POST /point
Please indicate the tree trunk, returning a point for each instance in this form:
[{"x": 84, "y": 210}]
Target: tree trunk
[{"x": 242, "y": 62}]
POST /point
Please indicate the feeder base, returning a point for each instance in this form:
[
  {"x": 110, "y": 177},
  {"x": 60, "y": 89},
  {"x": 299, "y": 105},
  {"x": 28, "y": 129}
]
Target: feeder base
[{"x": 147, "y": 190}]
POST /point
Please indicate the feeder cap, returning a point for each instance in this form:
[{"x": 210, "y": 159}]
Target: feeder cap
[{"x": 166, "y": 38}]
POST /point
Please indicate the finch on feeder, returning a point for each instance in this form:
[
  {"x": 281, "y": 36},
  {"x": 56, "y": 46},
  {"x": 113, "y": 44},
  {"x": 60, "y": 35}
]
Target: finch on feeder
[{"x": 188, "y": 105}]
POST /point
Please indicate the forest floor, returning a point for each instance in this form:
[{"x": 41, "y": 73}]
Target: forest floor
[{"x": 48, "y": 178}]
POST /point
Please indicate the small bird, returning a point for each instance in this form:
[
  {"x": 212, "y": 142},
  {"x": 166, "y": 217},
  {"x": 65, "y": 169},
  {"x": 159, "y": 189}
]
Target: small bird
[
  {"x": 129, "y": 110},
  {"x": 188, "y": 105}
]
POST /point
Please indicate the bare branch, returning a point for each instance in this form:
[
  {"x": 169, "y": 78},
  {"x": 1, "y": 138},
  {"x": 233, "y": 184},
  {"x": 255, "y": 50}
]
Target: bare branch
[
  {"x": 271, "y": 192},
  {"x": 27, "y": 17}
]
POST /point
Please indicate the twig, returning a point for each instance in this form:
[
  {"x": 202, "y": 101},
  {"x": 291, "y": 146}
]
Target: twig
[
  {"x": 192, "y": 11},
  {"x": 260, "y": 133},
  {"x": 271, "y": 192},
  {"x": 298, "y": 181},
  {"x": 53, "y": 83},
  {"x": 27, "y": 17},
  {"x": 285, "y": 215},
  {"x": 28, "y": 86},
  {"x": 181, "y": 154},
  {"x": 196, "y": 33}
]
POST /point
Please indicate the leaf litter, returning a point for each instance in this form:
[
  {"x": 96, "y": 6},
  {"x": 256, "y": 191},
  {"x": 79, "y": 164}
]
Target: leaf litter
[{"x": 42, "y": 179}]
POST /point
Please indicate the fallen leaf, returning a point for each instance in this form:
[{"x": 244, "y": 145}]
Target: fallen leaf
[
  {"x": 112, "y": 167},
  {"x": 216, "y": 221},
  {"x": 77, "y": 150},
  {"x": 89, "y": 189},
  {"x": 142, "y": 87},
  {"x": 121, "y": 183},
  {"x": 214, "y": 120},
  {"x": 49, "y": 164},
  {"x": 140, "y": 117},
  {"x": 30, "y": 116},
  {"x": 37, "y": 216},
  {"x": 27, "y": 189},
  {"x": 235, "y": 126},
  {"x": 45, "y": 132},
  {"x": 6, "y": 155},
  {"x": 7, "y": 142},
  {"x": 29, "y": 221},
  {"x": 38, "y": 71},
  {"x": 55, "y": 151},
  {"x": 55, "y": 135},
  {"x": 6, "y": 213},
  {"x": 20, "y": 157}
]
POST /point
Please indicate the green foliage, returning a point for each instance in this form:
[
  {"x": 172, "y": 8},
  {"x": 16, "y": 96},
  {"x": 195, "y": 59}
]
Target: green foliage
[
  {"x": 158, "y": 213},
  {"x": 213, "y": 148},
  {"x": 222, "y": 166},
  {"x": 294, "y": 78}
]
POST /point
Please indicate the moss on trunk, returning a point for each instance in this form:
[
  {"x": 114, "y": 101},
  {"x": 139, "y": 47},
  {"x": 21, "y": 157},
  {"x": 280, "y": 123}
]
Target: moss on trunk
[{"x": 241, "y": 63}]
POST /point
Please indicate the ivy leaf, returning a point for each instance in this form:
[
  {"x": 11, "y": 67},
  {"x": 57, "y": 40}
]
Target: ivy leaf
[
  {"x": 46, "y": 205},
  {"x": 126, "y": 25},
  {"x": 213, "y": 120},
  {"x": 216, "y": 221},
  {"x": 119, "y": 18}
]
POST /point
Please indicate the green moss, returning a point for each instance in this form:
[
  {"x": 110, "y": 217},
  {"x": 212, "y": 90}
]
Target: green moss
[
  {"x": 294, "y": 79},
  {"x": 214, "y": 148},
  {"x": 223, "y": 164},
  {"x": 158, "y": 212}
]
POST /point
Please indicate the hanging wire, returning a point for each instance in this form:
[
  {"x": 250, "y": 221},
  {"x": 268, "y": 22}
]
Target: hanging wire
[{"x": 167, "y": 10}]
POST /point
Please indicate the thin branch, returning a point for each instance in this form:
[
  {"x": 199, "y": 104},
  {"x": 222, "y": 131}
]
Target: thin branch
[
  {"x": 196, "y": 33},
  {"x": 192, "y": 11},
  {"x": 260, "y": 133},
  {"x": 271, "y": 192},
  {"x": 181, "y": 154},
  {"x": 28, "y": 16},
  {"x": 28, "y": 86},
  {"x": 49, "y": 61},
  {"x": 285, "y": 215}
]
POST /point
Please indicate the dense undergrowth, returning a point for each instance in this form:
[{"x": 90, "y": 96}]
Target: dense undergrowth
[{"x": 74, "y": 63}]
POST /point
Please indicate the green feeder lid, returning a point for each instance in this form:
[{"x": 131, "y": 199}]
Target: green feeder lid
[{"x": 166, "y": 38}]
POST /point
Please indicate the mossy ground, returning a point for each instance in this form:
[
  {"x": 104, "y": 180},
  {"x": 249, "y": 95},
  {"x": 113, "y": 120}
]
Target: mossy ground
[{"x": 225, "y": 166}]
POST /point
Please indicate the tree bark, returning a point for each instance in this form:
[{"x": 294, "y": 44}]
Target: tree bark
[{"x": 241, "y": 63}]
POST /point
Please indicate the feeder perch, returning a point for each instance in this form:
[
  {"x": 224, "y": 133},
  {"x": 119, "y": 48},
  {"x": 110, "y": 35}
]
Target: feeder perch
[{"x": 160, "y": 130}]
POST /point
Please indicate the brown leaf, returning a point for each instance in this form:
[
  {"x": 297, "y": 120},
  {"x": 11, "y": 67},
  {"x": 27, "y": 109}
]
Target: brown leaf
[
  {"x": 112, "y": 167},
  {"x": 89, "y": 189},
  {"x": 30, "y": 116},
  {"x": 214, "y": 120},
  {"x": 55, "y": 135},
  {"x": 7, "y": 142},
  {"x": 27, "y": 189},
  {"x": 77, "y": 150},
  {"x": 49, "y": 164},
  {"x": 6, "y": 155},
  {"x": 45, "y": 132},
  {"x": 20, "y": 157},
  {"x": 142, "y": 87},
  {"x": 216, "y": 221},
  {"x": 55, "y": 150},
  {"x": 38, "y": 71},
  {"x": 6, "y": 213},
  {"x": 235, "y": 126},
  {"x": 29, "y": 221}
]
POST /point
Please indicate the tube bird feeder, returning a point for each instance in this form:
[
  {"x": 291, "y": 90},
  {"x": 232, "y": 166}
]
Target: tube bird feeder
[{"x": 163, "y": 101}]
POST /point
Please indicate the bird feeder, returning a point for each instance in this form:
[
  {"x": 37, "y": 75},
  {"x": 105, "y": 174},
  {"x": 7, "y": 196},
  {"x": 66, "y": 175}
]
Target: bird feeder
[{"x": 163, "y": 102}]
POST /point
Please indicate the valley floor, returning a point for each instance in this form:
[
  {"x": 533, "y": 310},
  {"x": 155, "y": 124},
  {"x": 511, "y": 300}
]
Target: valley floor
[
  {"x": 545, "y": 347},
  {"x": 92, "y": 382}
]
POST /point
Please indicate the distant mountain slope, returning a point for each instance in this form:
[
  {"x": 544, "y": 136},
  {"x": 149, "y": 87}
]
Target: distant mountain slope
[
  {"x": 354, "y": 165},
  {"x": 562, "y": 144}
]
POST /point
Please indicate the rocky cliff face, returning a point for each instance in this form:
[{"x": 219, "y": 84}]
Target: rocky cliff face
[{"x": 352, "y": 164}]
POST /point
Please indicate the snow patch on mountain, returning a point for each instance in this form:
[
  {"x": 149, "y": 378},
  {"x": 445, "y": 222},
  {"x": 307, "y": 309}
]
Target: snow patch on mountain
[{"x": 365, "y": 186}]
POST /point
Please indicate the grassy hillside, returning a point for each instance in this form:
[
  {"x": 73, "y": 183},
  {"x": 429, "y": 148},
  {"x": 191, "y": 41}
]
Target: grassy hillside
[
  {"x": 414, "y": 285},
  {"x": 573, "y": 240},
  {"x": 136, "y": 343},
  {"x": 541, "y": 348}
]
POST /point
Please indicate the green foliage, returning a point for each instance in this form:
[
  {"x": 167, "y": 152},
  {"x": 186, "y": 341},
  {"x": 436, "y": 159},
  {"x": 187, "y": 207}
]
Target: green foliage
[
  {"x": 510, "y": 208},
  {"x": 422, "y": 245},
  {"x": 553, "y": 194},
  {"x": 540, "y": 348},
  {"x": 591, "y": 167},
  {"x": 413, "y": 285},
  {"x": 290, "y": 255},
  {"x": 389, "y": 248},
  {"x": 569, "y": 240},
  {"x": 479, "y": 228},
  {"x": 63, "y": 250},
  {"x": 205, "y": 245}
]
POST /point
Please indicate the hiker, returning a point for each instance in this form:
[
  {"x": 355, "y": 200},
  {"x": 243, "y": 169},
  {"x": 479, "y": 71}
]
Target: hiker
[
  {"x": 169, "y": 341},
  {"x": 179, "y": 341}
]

────────────────────

» GIVEN PROBLEM
Count the lines in the records above that contain the string "bird", treating uppercase and lowercase as different, and give only the number.

» RESPONSE
6